Material provided
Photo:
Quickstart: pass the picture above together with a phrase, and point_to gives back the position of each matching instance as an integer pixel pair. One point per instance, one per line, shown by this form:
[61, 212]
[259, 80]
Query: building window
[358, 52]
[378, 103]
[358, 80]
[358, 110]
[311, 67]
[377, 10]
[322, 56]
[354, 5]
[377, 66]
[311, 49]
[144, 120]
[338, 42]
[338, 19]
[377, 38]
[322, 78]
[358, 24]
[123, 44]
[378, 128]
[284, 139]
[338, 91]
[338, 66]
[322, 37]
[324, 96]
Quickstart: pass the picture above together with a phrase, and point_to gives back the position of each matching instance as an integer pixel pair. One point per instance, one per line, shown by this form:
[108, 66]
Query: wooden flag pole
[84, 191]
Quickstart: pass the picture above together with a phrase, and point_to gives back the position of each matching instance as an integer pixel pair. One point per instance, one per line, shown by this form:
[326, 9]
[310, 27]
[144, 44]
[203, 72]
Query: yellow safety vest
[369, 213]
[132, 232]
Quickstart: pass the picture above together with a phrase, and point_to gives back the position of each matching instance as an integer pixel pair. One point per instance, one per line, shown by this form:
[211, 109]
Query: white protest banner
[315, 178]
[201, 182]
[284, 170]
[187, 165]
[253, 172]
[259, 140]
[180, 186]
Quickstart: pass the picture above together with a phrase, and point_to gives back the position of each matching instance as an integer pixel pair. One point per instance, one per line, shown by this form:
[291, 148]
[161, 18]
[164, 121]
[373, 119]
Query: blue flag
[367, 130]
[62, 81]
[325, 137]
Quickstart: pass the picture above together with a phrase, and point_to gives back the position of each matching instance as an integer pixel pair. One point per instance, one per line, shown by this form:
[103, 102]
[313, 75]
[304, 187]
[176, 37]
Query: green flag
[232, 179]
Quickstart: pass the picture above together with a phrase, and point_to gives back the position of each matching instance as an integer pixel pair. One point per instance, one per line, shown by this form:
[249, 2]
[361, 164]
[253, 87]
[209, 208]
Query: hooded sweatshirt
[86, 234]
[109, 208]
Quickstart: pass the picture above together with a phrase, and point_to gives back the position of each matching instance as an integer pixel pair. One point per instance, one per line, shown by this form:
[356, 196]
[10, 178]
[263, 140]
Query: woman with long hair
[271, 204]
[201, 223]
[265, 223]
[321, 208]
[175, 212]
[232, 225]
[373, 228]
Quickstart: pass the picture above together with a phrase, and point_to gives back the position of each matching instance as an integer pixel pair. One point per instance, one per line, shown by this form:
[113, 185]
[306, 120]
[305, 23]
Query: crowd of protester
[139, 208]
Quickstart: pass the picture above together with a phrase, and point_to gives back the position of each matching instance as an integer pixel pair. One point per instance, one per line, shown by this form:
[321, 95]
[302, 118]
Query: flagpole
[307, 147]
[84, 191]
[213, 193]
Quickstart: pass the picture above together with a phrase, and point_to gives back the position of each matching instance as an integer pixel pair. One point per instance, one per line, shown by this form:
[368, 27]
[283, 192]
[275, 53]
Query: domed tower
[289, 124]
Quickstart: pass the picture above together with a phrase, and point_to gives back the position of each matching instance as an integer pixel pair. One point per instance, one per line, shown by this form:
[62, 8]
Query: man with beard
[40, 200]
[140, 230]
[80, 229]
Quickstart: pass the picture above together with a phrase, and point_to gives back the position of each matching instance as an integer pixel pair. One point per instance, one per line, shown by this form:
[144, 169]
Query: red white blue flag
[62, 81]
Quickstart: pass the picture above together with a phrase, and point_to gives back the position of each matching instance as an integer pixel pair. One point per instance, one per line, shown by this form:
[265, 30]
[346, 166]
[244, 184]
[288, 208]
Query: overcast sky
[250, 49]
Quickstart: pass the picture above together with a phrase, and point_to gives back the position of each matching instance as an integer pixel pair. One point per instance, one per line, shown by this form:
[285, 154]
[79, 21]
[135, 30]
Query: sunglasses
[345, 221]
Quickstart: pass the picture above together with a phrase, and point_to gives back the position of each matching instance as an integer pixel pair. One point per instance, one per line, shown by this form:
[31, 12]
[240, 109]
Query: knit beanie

Problem requirements
Go through the listing above and restate it word for word.

Exercise solution
Photo:
Quickstart: pass the picture above together with a phrase, and point_to gives back the position of each matching instance as an integer pixel pair. One point per instance, one per line, shown by this form:
[61, 212]
[259, 80]
Query: building window
[358, 52]
[378, 103]
[358, 80]
[358, 110]
[311, 67]
[377, 10]
[322, 56]
[354, 5]
[377, 66]
[311, 49]
[144, 120]
[338, 42]
[338, 19]
[377, 38]
[322, 78]
[358, 24]
[123, 44]
[378, 128]
[284, 139]
[338, 91]
[338, 66]
[322, 37]
[324, 96]
Quickstart: pass the picture above together with a phrase, and point_to gives back the position of each matching instance as an integer pixel pair. One point per instance, one per line, shown by this form:
[108, 66]
Query: wooden flag pole
[84, 191]
Quickstart: pass the picture above together with a phrase, and point_to gives back the position of each matching instance as an integer pixel pair. One point per instance, one per line, shown by this form:
[326, 9]
[310, 27]
[144, 44]
[203, 72]
Query: yellow safety vest
[369, 213]
[132, 232]
Quickstart: pass the picture above together with a phrase, and point_to gives back the position of each matching instance as an integer pixel pair. One point per instance, one per line, shown by this form:
[211, 109]
Query: white protest banner
[315, 178]
[201, 182]
[284, 170]
[187, 165]
[253, 172]
[259, 140]
[180, 186]
Quickstart: pass the picture above together with a phrase, and point_to gives back the position of each matching instance as an integer pixel pair. One point per instance, one per line, shown by this form:
[291, 148]
[161, 18]
[164, 121]
[373, 119]
Query: blue flag
[367, 130]
[62, 81]
[325, 137]
Quickstart: pass the picture above together with a phrase, and point_to gives back the position of each matching instance as an integer pixel pair. One point per instance, one per line, shown by this form:
[103, 102]
[313, 75]
[304, 187]
[176, 37]
Query: green flag
[232, 179]
Quickstart: pass the picture above together with a phrase, and point_to gives back the position of each matching instance as an integer pixel pair. One point per instance, one per line, shown by this form:
[249, 2]
[361, 164]
[253, 87]
[209, 208]
Query: hooded sweatshirt
[86, 234]
[109, 208]
Quickstart: pass the picture above together with a phrase, and point_to gives back the position of each matching instance as an integer pixel pair. One point per instance, one per line, shown by this form:
[356, 196]
[10, 178]
[263, 140]
Query: woman with long hair
[271, 204]
[201, 223]
[265, 223]
[321, 208]
[175, 212]
[232, 225]
[373, 228]
Quickstart: pass the picture above together with a phrase, and point_to gives back the position of each matching instance as an integer pixel pair. One point per instance, one per line, shown by this form:
[113, 185]
[306, 120]
[305, 23]
Query: crowd of protester
[139, 208]
Quickstart: pass the picture above together with a phrase, and point_to gives back the position of each matching instance as an integer pixel pair. One point per instance, one per line, shown by this form:
[321, 95]
[302, 118]
Query: flagpole
[307, 147]
[84, 191]
[213, 193]
Quickstart: pass the picture above together with a phrase, and point_to gives back the position of each matching instance as an integer pixel pair. One point per instance, one per line, shown by this form:
[368, 27]
[283, 192]
[275, 53]
Query: domed tower
[289, 124]
Quickstart: pass the picture above together with a phrase, and point_to gives back the position of each matching instance as an integer pixel pair. One point per instance, one per line, shown by this form:
[62, 8]
Query: man with beard
[40, 200]
[140, 230]
[80, 229]
Quickstart: pass the picture above together with a phrase, and point_to gives back the position of each matching instance as an integer pixel pair. One point per instance, one per line, shown by this form:
[144, 169]
Query: red white blue flag
[62, 81]
Quickstart: pass the picture above together with a phrase, and point_to gives back the position of each matching instance as an integer pixel pair. One point per instance, one per line, shown by this form:
[265, 30]
[346, 166]
[244, 184]
[288, 208]
Query: overcast sky
[250, 49]
Quickstart: pass the picture above together with a phrase, and point_to gives back the position of each matching instance as an integer pixel pair. One point per instance, one per line, shown by this form:
[285, 154]
[79, 21]
[135, 30]
Query: sunglasses
[345, 221]
Quickstart: pass the picture above together with a phrase, and point_to gives back the position of each matching instance as an integer pixel pair. One point per instance, one per line, shown by this form:
[31, 12]
[240, 109]
Query: knit beanie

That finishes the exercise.